■ **Provided text**
- - -
The 2020-21 Boston Celtics are likely to be an expensive team. Math favors Gordon Hayward opting in, or opting out and re-signing at a relatively slight discount for 2020-21, while adding more years onto his deal. Kemba Walker is on a max contract. Jaylen Brown’s near-max extension kicks in. Marcus Smart makes over $13 million. Jayson Tatum is at $9.9 million in the final season of his rookie scale deal.
Add it all up and Boston is likely to be in the luxury tax next season. Danny Ainge even said that is something Boston is prepared for. That bill could be even larger if Hayward opts in and the Celtics keep their 2020 draft picks.
What would drive that tax bill even higher is if the Celtics were to use the entirety of their Mid-Level Exception (MLE). Before we get to that, it’s important to know Boston will even be working with MLE-wise.
There are two different types of MLE: Non-Taxpayer and Taxpayer. The Non-Taxpayer is often called the “Full MLE”, while the Taxpayer is regularly referred to as the “Mini MLE”. Each NBA gets this exception each year. If the cap stays flat at $109 million, the value for the Non-Taxpayer MLE is $9,258,000. The Taxpayer MLE is almost half that amount at $5,718,000.
Despite their naming, simply being in the luxury tax doesn’t decide which MLE a team gets. Instead, it’s determined in relation to the tax apron. The tax apron is an amount about $6 million above the luxury tax. The reason for this is the tax apron is where a team can become subject to the hard cap. If a team is hard capped, they can’t spend even $1 above the apron. This was an issue that plagued the Golden State Warriors last season.
A team becomes hard capped in one of three ways:
· They receive a player via sign and trade. (Note: receive, not send out) This is why sign and trade ideas were left out of the trade ideas part of the Offseason Preview Series.
· They use the Bi-Annual Exception (BAE)
- - -
■ **Exercise A**
Echo the passage of the Celtics salary text, everything from "Add it all up" down to "working with MLE-wise.".
■ **Exercise B**
Carry on the Celtics salary text past its last line.
- - -
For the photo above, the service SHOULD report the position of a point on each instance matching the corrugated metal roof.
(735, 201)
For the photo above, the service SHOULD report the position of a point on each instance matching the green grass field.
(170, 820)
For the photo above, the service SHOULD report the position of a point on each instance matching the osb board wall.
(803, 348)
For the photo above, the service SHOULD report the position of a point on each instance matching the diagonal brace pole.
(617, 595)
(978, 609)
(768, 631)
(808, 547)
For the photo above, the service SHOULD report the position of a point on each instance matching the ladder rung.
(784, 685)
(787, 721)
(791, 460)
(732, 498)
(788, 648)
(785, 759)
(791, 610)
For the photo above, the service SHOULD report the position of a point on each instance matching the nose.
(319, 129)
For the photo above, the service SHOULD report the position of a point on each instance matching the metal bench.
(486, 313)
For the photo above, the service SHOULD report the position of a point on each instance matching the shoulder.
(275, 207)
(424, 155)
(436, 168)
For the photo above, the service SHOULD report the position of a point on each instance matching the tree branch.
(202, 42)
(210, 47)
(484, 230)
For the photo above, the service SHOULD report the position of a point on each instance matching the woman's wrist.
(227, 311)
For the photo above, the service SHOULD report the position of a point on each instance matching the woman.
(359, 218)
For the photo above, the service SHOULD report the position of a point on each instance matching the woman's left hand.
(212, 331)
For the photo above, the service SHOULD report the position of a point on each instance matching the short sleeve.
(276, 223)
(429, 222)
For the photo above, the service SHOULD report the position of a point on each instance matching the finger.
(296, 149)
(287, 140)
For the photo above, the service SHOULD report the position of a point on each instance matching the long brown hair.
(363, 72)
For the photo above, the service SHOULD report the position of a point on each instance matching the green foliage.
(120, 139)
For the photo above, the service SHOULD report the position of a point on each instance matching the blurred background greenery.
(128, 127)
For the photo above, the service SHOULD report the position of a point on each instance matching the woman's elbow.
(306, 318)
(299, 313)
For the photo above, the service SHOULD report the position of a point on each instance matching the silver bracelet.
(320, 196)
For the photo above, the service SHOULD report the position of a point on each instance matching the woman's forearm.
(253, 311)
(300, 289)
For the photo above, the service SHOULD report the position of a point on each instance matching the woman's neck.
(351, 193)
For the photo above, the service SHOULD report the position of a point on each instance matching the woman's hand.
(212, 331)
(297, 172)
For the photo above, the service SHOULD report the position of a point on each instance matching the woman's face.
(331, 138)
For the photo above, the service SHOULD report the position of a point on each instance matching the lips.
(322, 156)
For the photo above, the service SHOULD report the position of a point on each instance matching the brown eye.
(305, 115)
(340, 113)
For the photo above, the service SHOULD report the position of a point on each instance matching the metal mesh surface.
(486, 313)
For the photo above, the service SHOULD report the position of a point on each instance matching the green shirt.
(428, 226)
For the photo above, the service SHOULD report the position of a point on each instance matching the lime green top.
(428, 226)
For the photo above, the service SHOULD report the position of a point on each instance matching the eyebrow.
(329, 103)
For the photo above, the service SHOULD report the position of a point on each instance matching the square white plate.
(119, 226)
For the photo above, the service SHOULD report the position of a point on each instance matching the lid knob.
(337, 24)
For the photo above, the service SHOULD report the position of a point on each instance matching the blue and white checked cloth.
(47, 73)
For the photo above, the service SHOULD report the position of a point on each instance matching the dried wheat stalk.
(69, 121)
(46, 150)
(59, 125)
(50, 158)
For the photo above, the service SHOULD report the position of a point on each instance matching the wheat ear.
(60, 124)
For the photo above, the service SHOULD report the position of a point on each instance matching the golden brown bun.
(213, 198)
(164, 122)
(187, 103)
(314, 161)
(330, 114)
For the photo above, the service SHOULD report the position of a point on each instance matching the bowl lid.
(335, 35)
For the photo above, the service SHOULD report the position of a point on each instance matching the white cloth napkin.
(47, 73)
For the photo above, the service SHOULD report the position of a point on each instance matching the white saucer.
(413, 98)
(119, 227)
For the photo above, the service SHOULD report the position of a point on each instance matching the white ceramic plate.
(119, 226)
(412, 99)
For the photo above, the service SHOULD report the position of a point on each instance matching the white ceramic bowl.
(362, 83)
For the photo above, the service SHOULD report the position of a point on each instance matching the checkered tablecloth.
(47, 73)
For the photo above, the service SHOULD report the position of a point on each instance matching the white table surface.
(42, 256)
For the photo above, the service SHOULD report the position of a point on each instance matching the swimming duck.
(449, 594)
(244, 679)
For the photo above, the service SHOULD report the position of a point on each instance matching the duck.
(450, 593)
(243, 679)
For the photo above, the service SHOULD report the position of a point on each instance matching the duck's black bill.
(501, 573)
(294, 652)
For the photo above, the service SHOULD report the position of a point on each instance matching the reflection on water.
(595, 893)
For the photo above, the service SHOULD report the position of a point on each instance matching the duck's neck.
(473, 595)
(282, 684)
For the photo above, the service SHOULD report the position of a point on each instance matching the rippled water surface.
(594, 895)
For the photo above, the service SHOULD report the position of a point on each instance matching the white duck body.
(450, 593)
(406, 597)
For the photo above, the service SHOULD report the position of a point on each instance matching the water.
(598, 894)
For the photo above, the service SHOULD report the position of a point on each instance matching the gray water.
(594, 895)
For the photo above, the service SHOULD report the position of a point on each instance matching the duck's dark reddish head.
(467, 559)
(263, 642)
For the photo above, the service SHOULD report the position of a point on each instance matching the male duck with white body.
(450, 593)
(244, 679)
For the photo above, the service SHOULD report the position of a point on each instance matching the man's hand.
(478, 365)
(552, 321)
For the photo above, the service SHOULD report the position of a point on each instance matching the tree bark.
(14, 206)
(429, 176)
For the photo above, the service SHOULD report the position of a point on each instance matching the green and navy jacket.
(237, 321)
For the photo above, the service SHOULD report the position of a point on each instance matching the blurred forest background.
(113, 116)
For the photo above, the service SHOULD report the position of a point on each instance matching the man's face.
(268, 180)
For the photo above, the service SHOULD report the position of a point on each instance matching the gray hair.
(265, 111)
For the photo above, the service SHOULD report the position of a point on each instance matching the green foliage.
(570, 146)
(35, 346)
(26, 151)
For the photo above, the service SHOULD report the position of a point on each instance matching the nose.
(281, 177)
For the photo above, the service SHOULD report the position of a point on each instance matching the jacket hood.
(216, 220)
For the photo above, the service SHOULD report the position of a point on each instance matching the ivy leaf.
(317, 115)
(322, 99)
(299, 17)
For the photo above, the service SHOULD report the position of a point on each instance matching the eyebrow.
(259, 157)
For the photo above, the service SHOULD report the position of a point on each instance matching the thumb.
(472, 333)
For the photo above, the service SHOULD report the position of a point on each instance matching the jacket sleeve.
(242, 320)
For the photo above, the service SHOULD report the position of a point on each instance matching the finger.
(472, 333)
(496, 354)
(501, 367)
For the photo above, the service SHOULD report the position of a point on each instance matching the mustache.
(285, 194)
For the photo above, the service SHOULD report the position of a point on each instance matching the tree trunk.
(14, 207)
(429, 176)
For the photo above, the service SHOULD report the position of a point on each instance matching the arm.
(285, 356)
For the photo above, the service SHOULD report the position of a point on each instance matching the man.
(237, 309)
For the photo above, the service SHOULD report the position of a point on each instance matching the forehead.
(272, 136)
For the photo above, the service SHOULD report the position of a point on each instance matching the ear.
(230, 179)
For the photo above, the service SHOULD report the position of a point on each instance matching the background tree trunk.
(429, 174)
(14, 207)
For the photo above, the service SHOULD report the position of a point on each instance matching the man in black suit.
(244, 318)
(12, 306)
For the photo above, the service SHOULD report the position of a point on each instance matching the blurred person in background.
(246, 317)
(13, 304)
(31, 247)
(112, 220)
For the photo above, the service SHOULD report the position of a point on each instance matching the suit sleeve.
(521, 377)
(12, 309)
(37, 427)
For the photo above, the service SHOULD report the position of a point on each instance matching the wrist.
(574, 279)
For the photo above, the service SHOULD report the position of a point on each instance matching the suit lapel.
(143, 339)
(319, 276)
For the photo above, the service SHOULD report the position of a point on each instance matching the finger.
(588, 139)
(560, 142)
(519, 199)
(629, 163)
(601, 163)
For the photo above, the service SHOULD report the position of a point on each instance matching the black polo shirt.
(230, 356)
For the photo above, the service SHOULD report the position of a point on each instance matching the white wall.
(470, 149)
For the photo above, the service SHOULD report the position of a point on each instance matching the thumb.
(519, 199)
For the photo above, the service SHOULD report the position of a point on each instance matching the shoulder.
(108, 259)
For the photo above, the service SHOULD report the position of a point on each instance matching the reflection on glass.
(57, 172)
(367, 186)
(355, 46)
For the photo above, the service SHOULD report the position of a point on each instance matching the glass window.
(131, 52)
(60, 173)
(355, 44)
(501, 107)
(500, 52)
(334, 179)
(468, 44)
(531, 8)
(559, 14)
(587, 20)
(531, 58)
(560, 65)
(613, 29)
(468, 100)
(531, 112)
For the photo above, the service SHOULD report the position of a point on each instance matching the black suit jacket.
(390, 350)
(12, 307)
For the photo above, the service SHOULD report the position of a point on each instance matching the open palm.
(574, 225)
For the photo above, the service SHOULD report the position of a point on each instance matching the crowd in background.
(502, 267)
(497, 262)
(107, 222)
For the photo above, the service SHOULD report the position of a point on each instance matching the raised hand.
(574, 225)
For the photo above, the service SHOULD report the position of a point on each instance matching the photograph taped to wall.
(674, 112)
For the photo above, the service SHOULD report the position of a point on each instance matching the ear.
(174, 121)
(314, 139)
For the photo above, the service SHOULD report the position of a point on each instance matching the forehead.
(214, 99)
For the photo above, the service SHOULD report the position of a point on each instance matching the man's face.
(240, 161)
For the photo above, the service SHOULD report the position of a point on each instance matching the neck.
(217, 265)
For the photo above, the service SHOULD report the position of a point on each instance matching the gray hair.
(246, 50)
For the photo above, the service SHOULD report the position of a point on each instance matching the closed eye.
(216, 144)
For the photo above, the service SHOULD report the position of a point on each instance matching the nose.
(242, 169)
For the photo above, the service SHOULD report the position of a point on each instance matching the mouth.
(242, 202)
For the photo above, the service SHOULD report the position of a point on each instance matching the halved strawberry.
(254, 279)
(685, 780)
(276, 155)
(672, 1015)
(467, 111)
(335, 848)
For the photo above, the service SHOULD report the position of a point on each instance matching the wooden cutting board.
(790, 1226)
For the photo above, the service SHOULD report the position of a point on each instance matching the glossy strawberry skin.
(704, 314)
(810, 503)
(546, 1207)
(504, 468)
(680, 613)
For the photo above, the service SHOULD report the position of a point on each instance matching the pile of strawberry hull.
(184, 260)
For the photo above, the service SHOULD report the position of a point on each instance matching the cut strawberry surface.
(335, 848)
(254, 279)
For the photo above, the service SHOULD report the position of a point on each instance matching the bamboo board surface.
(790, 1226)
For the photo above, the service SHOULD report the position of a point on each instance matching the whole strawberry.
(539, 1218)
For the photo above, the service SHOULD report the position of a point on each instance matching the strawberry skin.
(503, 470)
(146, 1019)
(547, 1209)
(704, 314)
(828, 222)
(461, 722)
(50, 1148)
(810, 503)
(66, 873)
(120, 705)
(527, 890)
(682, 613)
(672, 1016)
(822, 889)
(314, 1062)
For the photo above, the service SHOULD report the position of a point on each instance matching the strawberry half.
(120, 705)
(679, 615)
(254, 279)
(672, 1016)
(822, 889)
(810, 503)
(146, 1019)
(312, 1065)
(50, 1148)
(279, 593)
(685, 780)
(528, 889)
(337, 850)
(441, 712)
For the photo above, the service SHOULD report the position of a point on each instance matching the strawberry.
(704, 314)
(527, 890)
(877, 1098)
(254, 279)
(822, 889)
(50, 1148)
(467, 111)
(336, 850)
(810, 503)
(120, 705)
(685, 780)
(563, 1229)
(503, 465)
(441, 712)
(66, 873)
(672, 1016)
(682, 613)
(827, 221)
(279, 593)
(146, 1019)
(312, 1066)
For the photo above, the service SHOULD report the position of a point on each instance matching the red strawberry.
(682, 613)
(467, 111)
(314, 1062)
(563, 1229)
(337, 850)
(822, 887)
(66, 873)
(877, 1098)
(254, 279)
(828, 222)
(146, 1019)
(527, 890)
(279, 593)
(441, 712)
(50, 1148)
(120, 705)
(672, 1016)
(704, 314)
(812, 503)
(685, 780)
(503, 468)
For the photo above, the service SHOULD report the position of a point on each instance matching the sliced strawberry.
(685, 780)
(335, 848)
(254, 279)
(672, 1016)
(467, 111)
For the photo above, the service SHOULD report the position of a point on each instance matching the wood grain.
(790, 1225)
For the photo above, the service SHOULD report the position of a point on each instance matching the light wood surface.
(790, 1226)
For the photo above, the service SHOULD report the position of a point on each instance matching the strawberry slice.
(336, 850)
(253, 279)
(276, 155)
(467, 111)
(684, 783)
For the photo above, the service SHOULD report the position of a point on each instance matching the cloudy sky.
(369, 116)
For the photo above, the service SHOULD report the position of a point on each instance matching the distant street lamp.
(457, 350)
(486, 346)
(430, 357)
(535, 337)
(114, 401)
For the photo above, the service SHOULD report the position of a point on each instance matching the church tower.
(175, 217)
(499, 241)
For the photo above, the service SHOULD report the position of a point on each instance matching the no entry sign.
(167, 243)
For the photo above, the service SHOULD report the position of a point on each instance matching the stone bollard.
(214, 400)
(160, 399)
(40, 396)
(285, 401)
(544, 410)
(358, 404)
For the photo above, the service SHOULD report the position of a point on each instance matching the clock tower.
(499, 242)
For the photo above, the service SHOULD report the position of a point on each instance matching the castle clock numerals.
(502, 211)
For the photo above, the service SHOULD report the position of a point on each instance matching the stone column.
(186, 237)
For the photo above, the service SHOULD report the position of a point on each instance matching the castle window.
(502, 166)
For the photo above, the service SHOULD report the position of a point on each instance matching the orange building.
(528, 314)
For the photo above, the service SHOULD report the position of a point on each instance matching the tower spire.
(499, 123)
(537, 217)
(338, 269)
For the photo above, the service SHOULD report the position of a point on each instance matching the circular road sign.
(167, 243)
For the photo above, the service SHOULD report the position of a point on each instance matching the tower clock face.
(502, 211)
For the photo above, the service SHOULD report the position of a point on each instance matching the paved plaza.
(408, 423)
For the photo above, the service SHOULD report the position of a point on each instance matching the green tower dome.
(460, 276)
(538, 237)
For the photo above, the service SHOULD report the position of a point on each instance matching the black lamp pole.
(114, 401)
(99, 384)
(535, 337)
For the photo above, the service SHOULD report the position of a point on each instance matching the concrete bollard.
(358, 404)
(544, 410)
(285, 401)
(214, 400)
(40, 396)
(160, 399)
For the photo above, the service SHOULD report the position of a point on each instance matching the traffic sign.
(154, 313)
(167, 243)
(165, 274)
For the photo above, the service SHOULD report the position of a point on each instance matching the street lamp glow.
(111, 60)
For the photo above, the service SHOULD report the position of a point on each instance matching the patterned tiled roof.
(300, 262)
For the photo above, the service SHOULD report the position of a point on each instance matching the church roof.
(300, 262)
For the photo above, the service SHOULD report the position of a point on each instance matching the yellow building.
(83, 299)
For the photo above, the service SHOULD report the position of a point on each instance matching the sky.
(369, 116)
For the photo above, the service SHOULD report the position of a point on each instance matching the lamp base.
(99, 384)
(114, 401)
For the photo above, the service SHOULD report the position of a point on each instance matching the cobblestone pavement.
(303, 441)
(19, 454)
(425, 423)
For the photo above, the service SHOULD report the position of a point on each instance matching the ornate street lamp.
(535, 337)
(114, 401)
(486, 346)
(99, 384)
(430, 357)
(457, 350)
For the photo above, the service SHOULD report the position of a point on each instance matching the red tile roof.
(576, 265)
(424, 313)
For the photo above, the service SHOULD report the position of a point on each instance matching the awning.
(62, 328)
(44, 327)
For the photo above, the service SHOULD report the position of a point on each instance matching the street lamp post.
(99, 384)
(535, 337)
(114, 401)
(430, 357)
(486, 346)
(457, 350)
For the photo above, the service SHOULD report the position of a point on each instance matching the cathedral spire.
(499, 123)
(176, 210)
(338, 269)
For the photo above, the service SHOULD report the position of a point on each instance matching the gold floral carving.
- - -
■ **Exercise response A**
Add it all up and Boston is likely to be in the luxury tax next season. Danny Ainge even said that is something Boston is prepared for. That bill could be even larger if Hayward opts in and the Celtics keep their 2020 draft picks.
What would drive that tax bill even higher is if the Celtics were to use the entirety of their Mid-Level Exception (MLE). Before we get to that, it’s important to know Boston will even be working with MLE-wise.

■ **Exercise response B**
· They use an amount of the Non-Taxpayer MLE that is equivalent or greater than the Taxpayer MLE
Because teams become hard capped if they use the BAE or the Taxpayer equivalent of the MLE, teams that are over the apron don’t get either of these exceptions. It’s that last part about the MLE that likely applies most to the Celtics for 2020-21. Boston may start the offseason with the Non-Taxpayer MLE, but they’ll be close enough to the hard cap that using more than the Taxpayer MLE mark isn’t feasible. This is also why you won’t hear much, if any, discussion of sign and trades or use of the BAE.
Now that we have a sense of what Boston is working with (about $5.7 million), how about talking about some actual players? That seems like a logical next step! We’re going to break this up into three groups, while recognizing some players can swing between groups:
If you’ve read the other editions of the Offseason Preview Series (And you should. If you haven’t, go do so and come back here!), you probably know we don’t think Enes Kanter and Vincent Poirier will be back. That leaves Daniel Theis, Robert Williams and Grant Williams as the lone bigs on the roster. That’s pretty thin, especially with a true, bulky big.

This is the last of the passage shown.